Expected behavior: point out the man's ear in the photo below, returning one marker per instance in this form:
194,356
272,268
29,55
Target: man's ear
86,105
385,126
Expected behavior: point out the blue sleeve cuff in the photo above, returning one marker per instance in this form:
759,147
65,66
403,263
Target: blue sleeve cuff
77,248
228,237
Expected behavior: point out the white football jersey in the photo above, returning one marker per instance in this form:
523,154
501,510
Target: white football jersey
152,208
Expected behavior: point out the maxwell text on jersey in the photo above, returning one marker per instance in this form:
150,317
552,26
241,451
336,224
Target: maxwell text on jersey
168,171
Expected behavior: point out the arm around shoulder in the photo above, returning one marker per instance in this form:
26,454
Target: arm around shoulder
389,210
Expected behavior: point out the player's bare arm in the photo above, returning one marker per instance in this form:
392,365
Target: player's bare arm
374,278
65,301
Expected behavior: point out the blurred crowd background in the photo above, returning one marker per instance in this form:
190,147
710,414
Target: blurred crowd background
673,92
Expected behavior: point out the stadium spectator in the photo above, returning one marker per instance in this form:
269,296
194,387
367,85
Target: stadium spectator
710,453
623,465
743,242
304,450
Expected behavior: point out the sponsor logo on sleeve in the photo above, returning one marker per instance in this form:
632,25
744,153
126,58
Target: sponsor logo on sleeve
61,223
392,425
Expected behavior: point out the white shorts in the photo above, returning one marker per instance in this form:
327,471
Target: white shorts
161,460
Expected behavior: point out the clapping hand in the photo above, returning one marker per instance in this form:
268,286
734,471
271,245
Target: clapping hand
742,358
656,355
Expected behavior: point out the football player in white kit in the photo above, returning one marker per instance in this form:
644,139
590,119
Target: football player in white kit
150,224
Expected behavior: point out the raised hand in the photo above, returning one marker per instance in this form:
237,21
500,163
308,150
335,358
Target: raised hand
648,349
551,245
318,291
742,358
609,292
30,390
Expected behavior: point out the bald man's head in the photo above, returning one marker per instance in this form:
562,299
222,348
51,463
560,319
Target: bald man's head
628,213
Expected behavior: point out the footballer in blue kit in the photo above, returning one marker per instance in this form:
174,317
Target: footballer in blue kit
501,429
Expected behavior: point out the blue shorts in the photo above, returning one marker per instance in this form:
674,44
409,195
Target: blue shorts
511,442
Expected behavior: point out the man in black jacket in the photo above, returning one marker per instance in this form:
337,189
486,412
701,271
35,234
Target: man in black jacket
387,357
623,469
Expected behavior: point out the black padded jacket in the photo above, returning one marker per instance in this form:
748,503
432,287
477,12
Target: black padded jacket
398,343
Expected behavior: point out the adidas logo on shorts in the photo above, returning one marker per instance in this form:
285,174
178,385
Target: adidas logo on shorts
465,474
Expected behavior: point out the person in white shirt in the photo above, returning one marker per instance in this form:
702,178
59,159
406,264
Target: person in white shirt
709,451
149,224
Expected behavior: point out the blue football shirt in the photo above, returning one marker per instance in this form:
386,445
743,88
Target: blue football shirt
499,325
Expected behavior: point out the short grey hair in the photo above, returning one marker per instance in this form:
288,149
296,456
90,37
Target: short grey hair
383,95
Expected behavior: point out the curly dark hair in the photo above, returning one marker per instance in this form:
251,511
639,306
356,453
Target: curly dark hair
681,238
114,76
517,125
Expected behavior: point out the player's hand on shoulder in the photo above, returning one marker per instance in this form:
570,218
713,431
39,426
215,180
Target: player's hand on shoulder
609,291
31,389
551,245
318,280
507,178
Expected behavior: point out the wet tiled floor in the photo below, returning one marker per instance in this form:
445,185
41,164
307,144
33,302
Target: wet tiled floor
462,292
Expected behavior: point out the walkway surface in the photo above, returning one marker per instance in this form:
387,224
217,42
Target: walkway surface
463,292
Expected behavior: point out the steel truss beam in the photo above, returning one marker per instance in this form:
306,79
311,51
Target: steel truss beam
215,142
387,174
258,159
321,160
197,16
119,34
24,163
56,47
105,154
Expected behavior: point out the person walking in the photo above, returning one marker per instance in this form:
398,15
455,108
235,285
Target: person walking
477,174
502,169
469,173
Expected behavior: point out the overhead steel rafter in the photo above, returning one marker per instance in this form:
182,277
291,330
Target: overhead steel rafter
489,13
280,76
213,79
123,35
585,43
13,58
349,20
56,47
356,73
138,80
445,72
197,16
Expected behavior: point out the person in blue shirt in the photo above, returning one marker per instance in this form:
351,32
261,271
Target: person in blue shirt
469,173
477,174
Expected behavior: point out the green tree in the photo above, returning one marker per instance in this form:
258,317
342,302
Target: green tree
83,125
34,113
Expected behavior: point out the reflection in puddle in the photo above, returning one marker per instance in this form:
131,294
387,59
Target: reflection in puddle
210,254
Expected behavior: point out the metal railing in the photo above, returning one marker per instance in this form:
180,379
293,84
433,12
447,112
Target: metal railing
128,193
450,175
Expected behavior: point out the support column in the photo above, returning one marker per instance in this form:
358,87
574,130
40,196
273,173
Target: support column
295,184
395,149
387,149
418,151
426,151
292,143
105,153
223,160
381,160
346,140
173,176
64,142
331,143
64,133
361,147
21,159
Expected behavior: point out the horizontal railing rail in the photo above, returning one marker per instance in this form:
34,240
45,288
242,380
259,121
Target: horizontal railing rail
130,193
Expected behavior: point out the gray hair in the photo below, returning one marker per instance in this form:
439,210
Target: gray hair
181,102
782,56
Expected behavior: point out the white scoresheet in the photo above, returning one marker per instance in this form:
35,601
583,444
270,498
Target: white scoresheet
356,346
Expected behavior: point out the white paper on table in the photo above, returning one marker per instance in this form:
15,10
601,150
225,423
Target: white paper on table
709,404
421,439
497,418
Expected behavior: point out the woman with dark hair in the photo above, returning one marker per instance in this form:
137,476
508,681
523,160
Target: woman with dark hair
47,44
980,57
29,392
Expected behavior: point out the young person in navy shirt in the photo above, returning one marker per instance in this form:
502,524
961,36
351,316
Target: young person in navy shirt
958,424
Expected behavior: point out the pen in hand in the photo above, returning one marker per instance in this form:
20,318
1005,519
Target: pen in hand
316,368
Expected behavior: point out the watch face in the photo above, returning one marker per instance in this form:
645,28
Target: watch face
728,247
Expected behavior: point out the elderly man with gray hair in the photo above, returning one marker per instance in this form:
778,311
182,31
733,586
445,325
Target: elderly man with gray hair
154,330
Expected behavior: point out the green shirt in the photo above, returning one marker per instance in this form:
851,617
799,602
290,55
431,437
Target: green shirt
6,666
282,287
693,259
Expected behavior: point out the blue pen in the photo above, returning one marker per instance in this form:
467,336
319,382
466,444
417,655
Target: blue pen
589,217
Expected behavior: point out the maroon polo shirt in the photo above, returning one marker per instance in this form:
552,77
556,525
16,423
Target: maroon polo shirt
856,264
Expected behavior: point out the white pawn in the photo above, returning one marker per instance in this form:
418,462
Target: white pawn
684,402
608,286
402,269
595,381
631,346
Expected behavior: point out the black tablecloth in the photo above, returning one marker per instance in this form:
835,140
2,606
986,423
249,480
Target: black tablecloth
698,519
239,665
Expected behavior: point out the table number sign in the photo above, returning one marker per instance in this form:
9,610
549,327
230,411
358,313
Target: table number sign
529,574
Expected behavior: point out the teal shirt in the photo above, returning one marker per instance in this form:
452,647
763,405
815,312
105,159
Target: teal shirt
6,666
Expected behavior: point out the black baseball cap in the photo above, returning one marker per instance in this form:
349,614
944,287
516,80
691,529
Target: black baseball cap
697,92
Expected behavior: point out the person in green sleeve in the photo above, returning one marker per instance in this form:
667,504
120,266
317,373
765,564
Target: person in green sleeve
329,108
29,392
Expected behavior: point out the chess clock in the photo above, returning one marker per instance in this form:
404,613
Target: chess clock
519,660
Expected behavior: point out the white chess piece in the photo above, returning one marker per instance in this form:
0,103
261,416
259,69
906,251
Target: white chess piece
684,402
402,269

#### EXERCISE DETAILS
Starting at the line that contains "Expected behavior: point out the white chess" and continuing through the last line of the records above, lay out those lines as a numbered list with blank lines omitted.

#### OUTPUT OF THE EXERCISE
1. Expected behavior: point out the white chess piece in the photo above, returning one marker per instance in this form:
2. 0,103
3. 261,416
4. 259,69
5. 906,251
6. Target: white chess piece
7. 684,402
8. 402,269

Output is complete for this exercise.